* Direction *
Can you repeat the listing below word for word, beginning with its first line and continuing through the line that contains "[[700, 184]]", with both of those lines included?
*** Information given
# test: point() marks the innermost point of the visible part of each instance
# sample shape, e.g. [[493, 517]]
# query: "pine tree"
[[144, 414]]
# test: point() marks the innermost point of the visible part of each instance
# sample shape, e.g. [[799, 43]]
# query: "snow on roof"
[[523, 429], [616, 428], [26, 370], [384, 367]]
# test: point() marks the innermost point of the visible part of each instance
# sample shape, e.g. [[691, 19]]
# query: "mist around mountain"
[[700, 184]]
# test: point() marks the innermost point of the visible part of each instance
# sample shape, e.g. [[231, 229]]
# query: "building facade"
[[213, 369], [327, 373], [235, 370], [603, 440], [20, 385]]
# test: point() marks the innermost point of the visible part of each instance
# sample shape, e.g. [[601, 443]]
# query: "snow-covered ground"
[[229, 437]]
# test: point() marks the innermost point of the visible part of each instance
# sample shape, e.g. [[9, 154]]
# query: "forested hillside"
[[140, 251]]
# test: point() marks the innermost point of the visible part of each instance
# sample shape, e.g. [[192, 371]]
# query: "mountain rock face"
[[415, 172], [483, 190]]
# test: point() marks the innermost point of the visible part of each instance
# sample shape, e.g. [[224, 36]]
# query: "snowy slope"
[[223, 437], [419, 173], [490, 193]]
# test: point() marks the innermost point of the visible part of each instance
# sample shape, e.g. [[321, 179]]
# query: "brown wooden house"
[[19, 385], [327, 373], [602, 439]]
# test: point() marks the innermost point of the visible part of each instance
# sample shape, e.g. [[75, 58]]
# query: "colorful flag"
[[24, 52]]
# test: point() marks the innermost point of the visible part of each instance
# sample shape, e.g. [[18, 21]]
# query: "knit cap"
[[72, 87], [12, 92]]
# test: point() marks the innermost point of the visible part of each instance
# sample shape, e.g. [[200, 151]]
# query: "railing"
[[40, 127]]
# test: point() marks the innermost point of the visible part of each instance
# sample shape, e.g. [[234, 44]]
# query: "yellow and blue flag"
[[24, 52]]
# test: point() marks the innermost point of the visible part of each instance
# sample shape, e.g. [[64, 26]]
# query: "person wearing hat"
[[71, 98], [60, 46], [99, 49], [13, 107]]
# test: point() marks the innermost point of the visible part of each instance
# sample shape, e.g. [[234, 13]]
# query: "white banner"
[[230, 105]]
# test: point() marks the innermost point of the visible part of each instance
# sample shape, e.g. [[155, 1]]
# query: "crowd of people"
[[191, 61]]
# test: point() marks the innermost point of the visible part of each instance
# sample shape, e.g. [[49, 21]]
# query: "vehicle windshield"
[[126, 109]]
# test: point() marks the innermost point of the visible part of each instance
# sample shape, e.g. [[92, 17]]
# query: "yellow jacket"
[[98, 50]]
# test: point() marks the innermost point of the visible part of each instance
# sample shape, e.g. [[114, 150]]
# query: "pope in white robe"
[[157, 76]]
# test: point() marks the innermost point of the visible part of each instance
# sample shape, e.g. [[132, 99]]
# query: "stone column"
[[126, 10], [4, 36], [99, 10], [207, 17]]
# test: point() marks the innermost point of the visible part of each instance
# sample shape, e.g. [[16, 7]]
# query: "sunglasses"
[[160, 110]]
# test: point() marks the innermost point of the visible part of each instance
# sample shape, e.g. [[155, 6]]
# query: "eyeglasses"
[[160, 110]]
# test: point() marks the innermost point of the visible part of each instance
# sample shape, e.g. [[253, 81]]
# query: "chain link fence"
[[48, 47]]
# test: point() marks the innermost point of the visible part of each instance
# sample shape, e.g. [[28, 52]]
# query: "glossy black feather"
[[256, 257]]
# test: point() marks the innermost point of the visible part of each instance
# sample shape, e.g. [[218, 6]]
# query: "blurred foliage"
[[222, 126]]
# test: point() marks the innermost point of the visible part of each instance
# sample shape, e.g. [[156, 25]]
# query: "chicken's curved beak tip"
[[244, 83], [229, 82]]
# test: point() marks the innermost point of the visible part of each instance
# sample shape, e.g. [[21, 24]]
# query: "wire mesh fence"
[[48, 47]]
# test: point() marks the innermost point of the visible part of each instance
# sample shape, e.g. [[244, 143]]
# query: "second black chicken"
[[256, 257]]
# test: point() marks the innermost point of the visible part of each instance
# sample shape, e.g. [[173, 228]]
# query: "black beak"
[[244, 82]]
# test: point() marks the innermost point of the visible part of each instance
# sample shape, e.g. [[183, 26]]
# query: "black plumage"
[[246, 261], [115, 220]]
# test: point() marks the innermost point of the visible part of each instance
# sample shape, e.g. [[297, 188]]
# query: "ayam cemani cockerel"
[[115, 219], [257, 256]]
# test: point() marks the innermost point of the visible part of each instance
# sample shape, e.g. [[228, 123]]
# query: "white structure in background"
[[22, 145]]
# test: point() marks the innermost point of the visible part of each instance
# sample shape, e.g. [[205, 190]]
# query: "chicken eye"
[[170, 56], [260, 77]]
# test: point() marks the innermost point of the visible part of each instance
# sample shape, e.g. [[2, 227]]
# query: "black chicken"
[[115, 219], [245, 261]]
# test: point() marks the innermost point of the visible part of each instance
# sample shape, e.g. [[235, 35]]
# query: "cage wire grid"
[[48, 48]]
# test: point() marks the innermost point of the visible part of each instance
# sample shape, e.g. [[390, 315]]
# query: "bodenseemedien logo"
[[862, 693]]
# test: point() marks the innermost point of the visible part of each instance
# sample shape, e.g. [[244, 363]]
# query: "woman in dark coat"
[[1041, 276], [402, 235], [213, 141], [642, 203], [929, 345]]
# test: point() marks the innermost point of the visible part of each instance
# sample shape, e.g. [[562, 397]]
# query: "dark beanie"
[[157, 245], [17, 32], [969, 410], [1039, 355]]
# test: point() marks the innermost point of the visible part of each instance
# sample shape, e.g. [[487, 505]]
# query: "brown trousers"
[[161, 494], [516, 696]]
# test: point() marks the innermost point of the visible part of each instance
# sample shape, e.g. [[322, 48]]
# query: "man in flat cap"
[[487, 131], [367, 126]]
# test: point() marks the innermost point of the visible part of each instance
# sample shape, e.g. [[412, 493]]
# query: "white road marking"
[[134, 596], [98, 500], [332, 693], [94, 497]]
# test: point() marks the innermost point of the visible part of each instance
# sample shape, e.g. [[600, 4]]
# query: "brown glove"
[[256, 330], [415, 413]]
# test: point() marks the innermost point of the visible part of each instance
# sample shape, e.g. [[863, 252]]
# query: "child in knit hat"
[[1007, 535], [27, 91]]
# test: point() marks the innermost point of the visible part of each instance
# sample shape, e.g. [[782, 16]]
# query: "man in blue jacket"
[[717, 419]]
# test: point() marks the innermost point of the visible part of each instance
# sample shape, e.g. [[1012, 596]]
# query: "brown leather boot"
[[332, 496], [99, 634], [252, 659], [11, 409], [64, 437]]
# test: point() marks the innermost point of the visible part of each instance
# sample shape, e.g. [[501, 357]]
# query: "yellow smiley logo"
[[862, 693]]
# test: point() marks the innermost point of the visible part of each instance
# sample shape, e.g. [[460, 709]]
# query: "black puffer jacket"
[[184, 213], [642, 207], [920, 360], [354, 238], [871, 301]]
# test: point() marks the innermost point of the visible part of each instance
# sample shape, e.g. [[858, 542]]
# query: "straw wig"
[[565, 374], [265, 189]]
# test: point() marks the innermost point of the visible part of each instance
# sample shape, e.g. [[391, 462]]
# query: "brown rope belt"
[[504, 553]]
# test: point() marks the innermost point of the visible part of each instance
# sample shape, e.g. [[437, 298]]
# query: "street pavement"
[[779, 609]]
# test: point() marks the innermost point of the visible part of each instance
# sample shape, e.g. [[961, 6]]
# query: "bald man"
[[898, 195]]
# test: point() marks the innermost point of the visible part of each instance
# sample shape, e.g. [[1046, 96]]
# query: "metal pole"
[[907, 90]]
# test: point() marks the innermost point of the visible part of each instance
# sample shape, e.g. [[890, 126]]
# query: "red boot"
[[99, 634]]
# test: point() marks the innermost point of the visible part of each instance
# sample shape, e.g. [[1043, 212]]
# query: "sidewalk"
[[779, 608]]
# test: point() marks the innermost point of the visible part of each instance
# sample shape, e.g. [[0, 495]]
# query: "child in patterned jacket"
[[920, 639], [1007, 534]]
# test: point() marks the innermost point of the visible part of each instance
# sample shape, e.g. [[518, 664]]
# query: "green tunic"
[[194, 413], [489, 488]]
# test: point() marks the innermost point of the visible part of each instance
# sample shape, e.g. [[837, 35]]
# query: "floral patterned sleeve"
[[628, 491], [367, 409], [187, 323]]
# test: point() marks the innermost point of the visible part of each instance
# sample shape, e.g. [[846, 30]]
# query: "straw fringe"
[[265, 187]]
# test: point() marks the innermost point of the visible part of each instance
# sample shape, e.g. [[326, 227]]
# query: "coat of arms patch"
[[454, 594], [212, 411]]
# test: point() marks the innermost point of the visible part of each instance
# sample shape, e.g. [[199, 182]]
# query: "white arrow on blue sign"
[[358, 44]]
******
* Complete output *
# test: point() marks the innermost point of the visible part of each instance
# sample shape, e.g. [[493, 517]]
# query: "pine tree"
[[144, 414]]
# test: point() marks the innermost point of the visible part of each instance
# sample shape, e.g. [[799, 43]]
# query: "snow on roof"
[[523, 429], [616, 428], [26, 370], [384, 367]]
# test: point() marks the innermost point of the visible part of each instance
# sample shape, e.g. [[691, 19]]
# query: "mist around mountain"
[[700, 184]]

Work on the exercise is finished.